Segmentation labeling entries
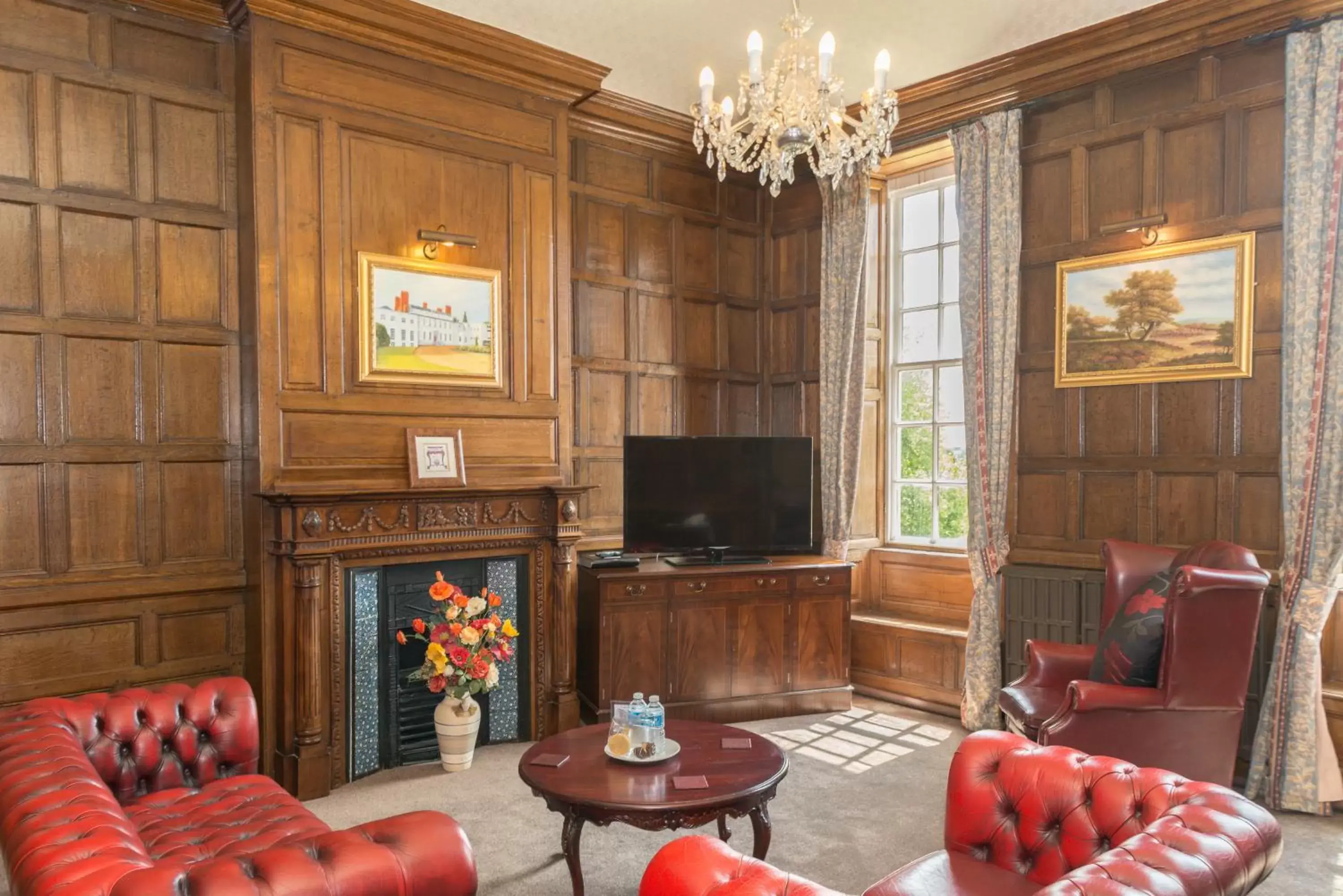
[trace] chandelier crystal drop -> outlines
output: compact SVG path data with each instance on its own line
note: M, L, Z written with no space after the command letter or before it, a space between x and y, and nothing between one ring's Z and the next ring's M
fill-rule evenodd
M780 23L783 42L768 71L761 64L764 42L752 31L747 39L747 73L739 78L737 99L713 99L713 71L700 73L700 102L694 116L694 149L705 153L719 180L728 168L760 172L778 196L794 179L792 165L804 156L817 177L838 185L843 177L868 172L890 152L900 121L894 90L886 90L890 55L882 50L873 67L873 86L864 91L858 118L845 107L843 81L831 74L835 39L829 31L813 47L803 39L811 19L798 11ZM815 52L813 52L815 50ZM708 152L705 152L708 148Z

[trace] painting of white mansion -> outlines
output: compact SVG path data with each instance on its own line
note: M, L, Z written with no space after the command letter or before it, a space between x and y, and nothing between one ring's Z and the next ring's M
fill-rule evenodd
M360 254L365 376L498 384L498 271Z

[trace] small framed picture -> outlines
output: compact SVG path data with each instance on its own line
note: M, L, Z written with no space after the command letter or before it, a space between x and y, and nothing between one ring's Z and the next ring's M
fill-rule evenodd
M411 462L412 489L466 485L462 430L406 430L406 454Z

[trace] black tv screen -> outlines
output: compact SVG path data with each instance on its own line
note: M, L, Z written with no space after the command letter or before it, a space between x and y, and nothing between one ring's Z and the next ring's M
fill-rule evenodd
M626 551L810 547L810 437L624 438Z

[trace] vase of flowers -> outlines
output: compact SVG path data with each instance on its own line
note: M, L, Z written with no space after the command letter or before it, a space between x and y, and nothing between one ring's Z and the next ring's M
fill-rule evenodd
M424 642L424 662L411 672L410 681L423 681L443 700L434 709L438 733L438 758L445 771L465 771L475 755L475 736L481 729L481 707L475 695L489 693L500 684L500 666L516 656L513 639L517 629L512 619L501 619L502 603L497 594L481 588L467 596L459 587L443 580L430 586L432 614L411 622L410 638ZM396 633L398 643L407 643L407 633Z

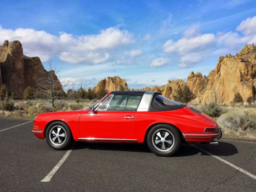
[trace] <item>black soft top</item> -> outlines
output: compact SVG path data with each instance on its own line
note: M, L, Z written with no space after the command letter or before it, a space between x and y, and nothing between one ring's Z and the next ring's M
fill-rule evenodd
M183 108L186 106L185 104L179 104L175 105L166 105L163 103L160 103L157 100L158 95L161 95L159 93L156 93L152 99L150 106L149 111L173 111Z

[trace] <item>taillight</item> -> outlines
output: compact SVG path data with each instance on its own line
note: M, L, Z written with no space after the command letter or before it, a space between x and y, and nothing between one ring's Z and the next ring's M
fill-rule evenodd
M204 133L217 133L218 127L205 127Z
M37 126L34 126L33 127L33 130L39 130L38 127Z

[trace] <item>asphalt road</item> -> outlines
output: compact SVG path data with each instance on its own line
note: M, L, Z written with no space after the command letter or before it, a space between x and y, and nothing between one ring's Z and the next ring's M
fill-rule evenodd
M67 152L36 138L27 122L0 118L0 191L256 191L256 143L224 140L196 145L204 152L182 144L171 157L143 144L78 143L50 181L41 182Z

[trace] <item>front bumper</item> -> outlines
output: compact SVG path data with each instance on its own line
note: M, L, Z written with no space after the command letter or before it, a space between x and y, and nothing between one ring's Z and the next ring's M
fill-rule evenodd
M188 143L190 142L212 142L215 139L220 139L222 136L222 132L220 127L218 127L217 133L183 133L184 138Z

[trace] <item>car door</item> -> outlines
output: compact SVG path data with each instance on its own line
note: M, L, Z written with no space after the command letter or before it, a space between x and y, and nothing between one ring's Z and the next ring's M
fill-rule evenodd
M86 111L81 115L79 138L125 139L133 128L142 97L138 95L110 95L94 113Z

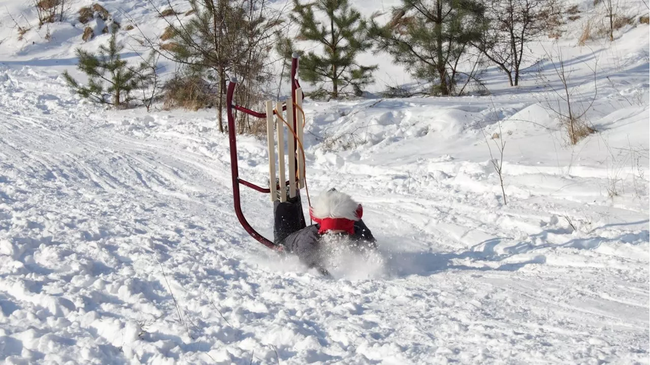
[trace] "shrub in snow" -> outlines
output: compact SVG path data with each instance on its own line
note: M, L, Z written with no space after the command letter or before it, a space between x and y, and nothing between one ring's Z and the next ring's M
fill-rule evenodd
M322 47L321 54L309 52L300 60L300 78L313 85L320 85L311 96L327 99L351 94L361 96L363 88L374 82L372 71L377 69L376 66L356 62L357 55L372 45L366 21L347 0L318 0L306 5L294 0L293 3L291 19L300 27L298 39L318 42ZM317 20L320 14L324 20ZM290 59L292 47L284 42L288 44L285 58Z
M164 44L151 43L157 44L163 57L182 65L182 73L200 75L214 87L218 125L224 132L227 81L233 77L239 80L237 105L258 107L265 97L263 86L275 77L268 57L282 21L281 14L270 8L266 0L231 0L220 2L219 6L214 3L190 1L192 10L182 25L176 16L170 19L163 16L168 12L158 10L169 27L164 38L170 38ZM250 126L248 118L241 113L237 123Z
M370 32L378 51L434 85L432 94L454 94L457 68L487 26L485 6L474 0L402 0L393 12L385 24L372 21Z
M136 100L131 92L148 88L155 76L154 54L136 66L129 66L122 60L120 53L124 48L118 45L114 34L110 37L108 47L99 47L98 54L93 54L77 48L77 68L88 77L87 85L81 85L65 71L63 76L73 90L81 96L97 103L116 107L127 106Z

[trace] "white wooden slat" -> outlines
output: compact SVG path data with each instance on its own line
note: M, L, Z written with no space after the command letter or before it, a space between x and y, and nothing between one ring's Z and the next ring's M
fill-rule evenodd
M285 174L285 158L284 158L284 130L285 125L282 122L282 103L278 102L276 104L276 110L278 110L278 170L280 173L278 177L280 179L280 201L287 201L287 194L285 193L285 183L287 178Z
M277 200L276 188L276 143L274 134L273 102L266 101L266 144L268 147L268 185L271 189L271 201Z

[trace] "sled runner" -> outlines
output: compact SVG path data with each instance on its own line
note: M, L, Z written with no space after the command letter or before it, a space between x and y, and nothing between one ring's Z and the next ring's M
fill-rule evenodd
M271 201L280 199L284 202L287 194L284 192L289 186L289 197L296 196L300 189L306 188L305 181L305 154L303 147L303 136L305 114L302 110L302 90L296 77L298 68L298 55L294 54L291 60L291 98L286 103L266 101L265 112L258 112L235 105L233 99L237 87L236 79L231 80L228 85L226 96L228 134L230 140L230 161L233 177L233 196L235 201L235 212L242 226L254 238L267 247L282 251L282 247L275 245L273 242L265 238L258 233L246 220L242 211L240 196L240 185L244 185L261 193L269 194ZM239 177L239 168L237 164L237 129L235 125L235 111L246 113L254 117L266 118L266 141L268 147L268 175L269 187L263 188ZM274 128L277 126L277 131ZM285 161L285 134L287 136L287 157ZM276 139L277 137L277 139ZM277 153L276 151L277 145ZM276 170L276 162L278 169ZM287 164L288 162L288 166ZM278 184L275 182L278 181ZM278 190L281 194L278 194ZM300 208L301 215L304 214Z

Set task: Every line should be retyped exactly, with the pictures omitted.

Result for this task:
[trace] chandelier crystal drop -> outlines
output: compact SVG path data with each instance on its own line
note: M, L, Z written with no space after the command letter or before it, a space between x and y, and nothing between one ring's Z and the next ring's M
fill-rule evenodd
M780 23L783 42L768 71L761 64L764 42L752 31L747 39L747 73L739 78L737 99L713 99L713 71L700 73L700 102L694 116L694 149L705 153L719 180L728 168L760 172L778 196L794 179L792 165L804 156L817 177L838 185L843 177L868 172L890 152L900 121L894 90L886 90L890 55L882 50L873 67L873 86L864 91L858 118L845 107L843 81L831 74L835 39L829 31L813 47L803 39L811 19L798 11ZM815 52L813 52L815 50ZM708 152L705 152L708 148Z

[trace] painting of white mansion -> outlines
output: compact SVG path data with each instance on its own line
note: M, L, Z written with no space after the command letter or before it, a space between x and y, and nothing between one ring's Z and the next ring's M
fill-rule evenodd
M360 254L365 376L498 384L498 271Z

[trace] small framed picture -> outlines
output: compact SVG path data with each instance on its own line
note: M, L, Z written with no space after the command letter or before it, a space between x and y, and nothing between one ring's Z and the next ring's M
fill-rule evenodd
M411 462L412 489L466 485L462 430L406 430L406 454Z

[trace] black tv screen -> outlines
output: compact SVG path data with each instance on its own line
note: M, L, Z written with no space after the command letter or before it, a space between x and y, and nothing between one ring's Z and the next ring's M
fill-rule evenodd
M626 551L810 547L810 437L624 438Z

[trace] vase of flowers -> outlines
output: compact SVG path data with each instance on its own line
note: M, L, Z written with no space after the command letter or before it, a space between x and y, and nothing between one ring's Z and the next ring's M
fill-rule evenodd
M424 642L424 662L411 672L410 681L423 681L443 700L434 709L438 733L438 758L445 771L465 771L475 755L475 736L481 729L481 707L475 695L489 693L500 684L500 666L516 656L513 639L517 629L512 619L501 619L502 603L497 594L481 588L467 596L459 587L443 580L430 586L432 614L411 622L410 638ZM396 633L398 643L407 643L407 633Z

[trace] <item>black soft top</item> -> outlines
output: compact SVG path data with each instance on its own line
note: M, L, Z written with no space after the command letter or before it, a space between x and y, and nothing between one ring's Z and the next ring's M
fill-rule evenodd
M183 108L186 106L185 104L179 104L175 105L166 105L163 103L160 103L157 100L158 95L161 95L159 93L156 93L152 99L150 106L149 111L173 111Z

[trace] <item>taillight</item> -> outlines
output: compact SVG path data with each instance on its own line
note: M, L, Z written with no space after the command letter or before it, a space between x and y, and nothing between one ring's Z and the next ring's M
fill-rule evenodd
M204 133L217 133L218 127L205 127Z
M37 126L34 126L33 127L33 130L39 130L38 127Z

[trace] <item>asphalt road</item> -> outlines
output: compact SVG path data with each instance on its own line
note: M, L, Z written with no space after the command letter or before it, a space between x and y, and nothing between one ring's Z and the next ring's M
fill-rule evenodd
M67 152L36 138L27 122L0 118L0 191L256 191L256 143L224 140L196 145L204 152L182 144L171 157L143 144L78 143L50 181L41 182Z

[trace] <item>front bumper</item> -> outlines
output: compact SVG path data with each instance on its own line
note: M, L, Z written with no space after the command letter or before it, a space between x and y, and nothing between one ring's Z and the next ring's M
fill-rule evenodd
M188 143L190 142L212 142L215 139L220 139L222 136L222 132L220 127L218 127L217 133L183 133L184 138Z

[trace] <item>car door</item> -> outlines
output: compact SVG path data with each instance on its own line
note: M, L, Z written with no space after the command letter or before it, a space between x and y, and nothing between one ring's Z and the next ring's M
fill-rule evenodd
M86 111L81 115L79 138L125 139L133 128L142 97L138 95L110 95L94 113Z

[trace] "shrub in snow" -> outlines
output: compact SVG path data with each instance on its own line
note: M, L, Z written with no space after the command letter or before it, a space between x and y, and nothing between one ring's Z and the next ring's M
fill-rule evenodd
M322 47L321 54L309 52L300 60L300 78L313 85L320 85L311 96L327 99L351 94L361 96L363 88L374 82L372 71L377 69L376 66L356 62L357 55L372 45L366 21L347 0L318 0L306 5L294 0L293 3L291 19L300 27L298 39L318 42ZM317 20L320 14L324 20ZM290 59L292 47L284 42L288 44L285 58Z
M164 44L151 43L157 44L163 57L182 65L182 73L200 75L214 87L218 125L224 132L227 81L233 77L239 80L237 105L258 107L265 97L263 86L275 77L268 57L282 21L281 14L270 8L266 0L231 0L220 2L219 6L214 3L190 1L192 10L182 25L176 16L170 19L163 16L168 12L158 10L169 27L164 38L170 38ZM250 126L248 118L241 113L237 123Z
M370 32L378 51L434 85L432 94L454 94L457 68L487 26L485 6L474 0L402 0L393 12L385 24L372 21Z
M136 100L131 92L148 88L155 76L154 54L136 66L129 66L122 60L120 53L124 48L118 45L114 34L110 37L108 47L99 47L98 54L93 54L77 48L77 68L88 77L87 85L81 85L65 71L63 76L73 90L81 96L97 103L116 107L127 106Z

[trace] "white wooden slat" -> outlines
output: compact SVG path data with each instance on its own line
note: M, L, Z written with no space after the command letter or before it, a space between x and y, and nothing between one ring's Z and the next ring's M
fill-rule evenodd
M285 174L285 158L284 158L284 130L285 125L282 122L282 103L278 102L276 104L276 110L278 110L278 170L280 173L278 177L280 179L280 201L287 201L287 194L285 193L285 183L287 178Z
M277 200L276 188L276 143L274 134L273 102L266 101L266 144L268 147L268 185L271 189L271 201Z

[trace] "sled runner" -> outlines
output: compact SVG path data with each instance on its own line
note: M, L, Z written with no space after the command letter or before it, a space between x and y, and nothing between one ring's Z and the next ring's M
fill-rule evenodd
M271 201L280 199L284 202L287 194L284 192L289 186L289 197L296 196L300 189L306 188L305 181L305 154L303 147L303 136L305 114L302 110L302 90L296 77L298 68L298 55L294 54L291 60L291 98L286 103L266 101L265 112L258 112L235 105L233 99L237 87L236 79L231 80L228 85L226 96L228 134L230 140L230 161L233 177L233 196L235 201L235 212L242 226L254 238L267 247L282 251L282 247L275 245L273 242L265 238L258 233L246 220L242 211L240 196L240 185L244 185L261 193L269 194ZM239 177L239 168L237 164L237 129L235 125L235 111L246 113L254 117L266 118L266 141L268 147L268 175L269 187L263 188ZM274 128L277 126L277 131ZM285 161L285 134L287 136L287 157ZM276 139L277 137L277 139ZM277 153L276 151L277 145ZM276 170L276 162L278 169ZM287 164L288 162L288 166ZM278 184L275 182L278 181ZM278 190L281 194L278 194ZM300 208L301 215L304 214Z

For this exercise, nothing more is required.